- **BACAAN**
Ada upaya memaksimalkan kasus bus TransJakarta, yang telah menyeret bekas Kepala Dinas Perhubungan Pemprov DKI Jakarta Udar Pristono, menjadi alat penjegal karir politik seseorang. Kasus tersebut kini terus bergulir dan membawa nama Gubernur DKI Jakarta Joko Widodo untuk disingkirkan demi kepentingan yang merasa memiliki musuh yang sama. Jokowi pun semakin kuat diperdengarkan sebagai ikut berperan dalam perkara yang diduga merugikan keuangan negara Rp53 miliar itu.
Melalui Udar Pristono, yang juga bekas anak buah Jokowi, nama Gubernur DKI Jakarta dicoba dibawa dengan bersaksi bahwa Jokowi mengetahui proses pengadaan bus TransJakarta. Ia bahkan membuat klaim bahwa ia memiliki bukti berupa video dan gambar sebagai bukti keterlibatan mantan atasannya itu.

- **TUGAS 1**
Menurut bacaan tentang kasus bus TransJakarta, berapa besar kerugian keuangan negara yang diduga timbul dalam perkara itu?
- **TUGAS 2**
Salin tanpa perubahan bagian bacaan tentang kasus bus TransJakarta mulai dari "Ada upaya memaksimalkan" sampai dengan "Rp53 miliar itu.".
Data yang menyusul sama sekali tidak berperan dalam latihan ini.

- **DATA TERSEDIA**
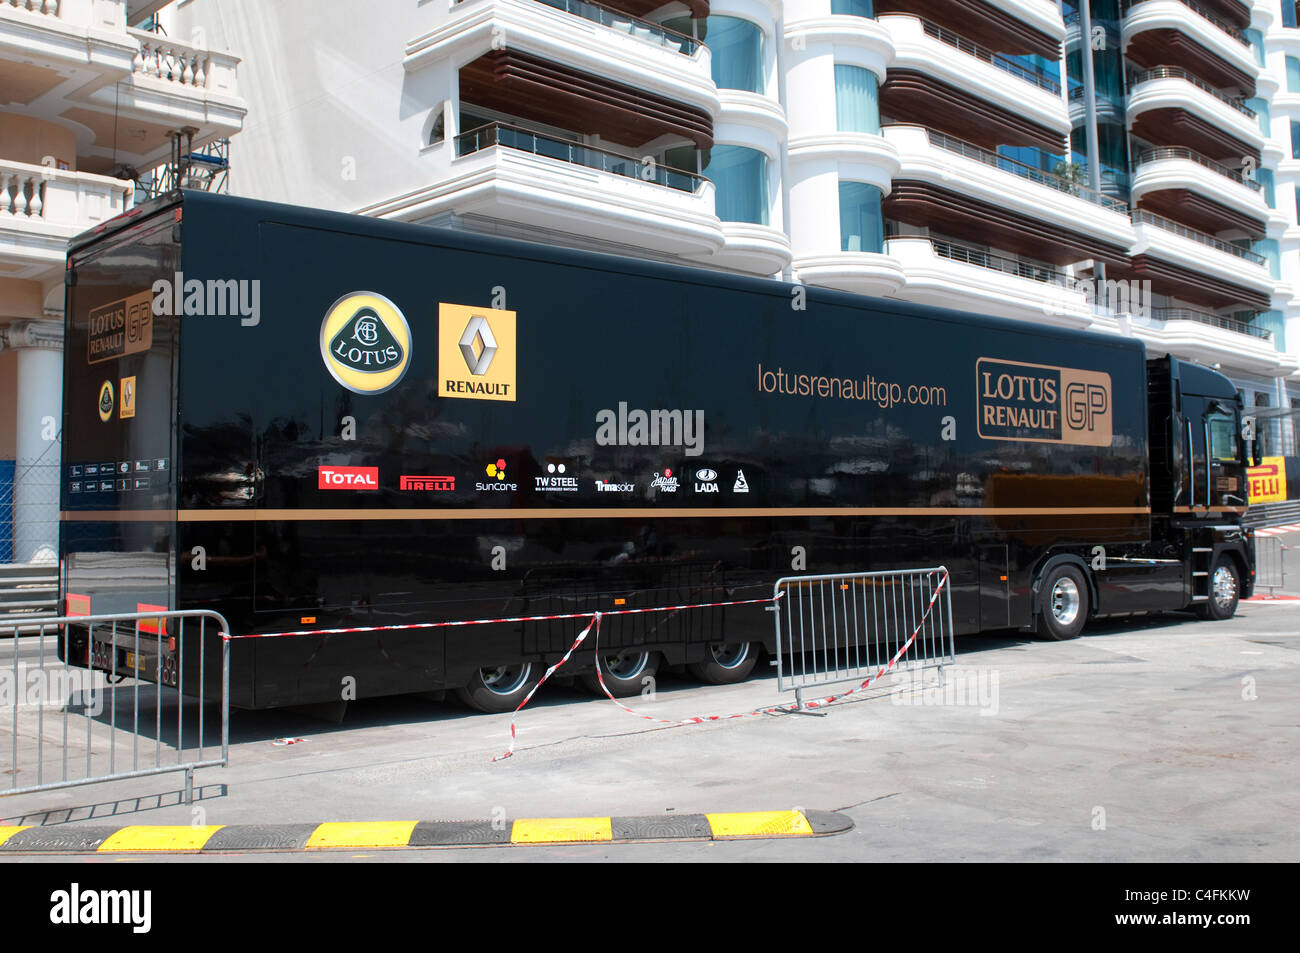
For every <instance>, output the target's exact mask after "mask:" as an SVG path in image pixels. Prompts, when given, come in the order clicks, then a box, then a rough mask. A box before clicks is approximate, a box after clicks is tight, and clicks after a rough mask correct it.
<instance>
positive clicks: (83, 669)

==

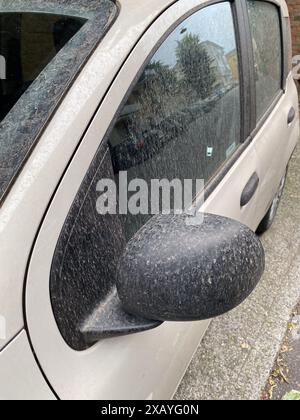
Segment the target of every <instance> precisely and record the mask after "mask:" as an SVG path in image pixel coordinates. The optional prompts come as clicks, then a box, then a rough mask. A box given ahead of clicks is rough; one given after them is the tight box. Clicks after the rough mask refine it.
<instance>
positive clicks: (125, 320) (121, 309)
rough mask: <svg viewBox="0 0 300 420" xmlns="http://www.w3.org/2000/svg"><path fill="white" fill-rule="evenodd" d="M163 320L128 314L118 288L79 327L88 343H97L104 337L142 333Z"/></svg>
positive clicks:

- **JAWABAN 1**
Rp53 miliar.

- **JAWABAN 2**
Ada upaya memaksimalkan kasus bus TransJakarta, yang telah menyeret bekas Kepala Dinas Perhubungan Pemprov DKI Jakarta Udar Pristono, menjadi alat penjegal karir politik seseorang. Kasus tersebut kini terus bergulir dan membawa nama Gubernur DKI Jakarta Joko Widodo untuk disingkirkan demi kepentingan yang merasa memiliki musuh yang sama. Jokowi pun semakin kuat diperdengarkan sebagai ikut berperan dalam perkara yang diduga merugikan keuangan negara Rp53 miliar itu.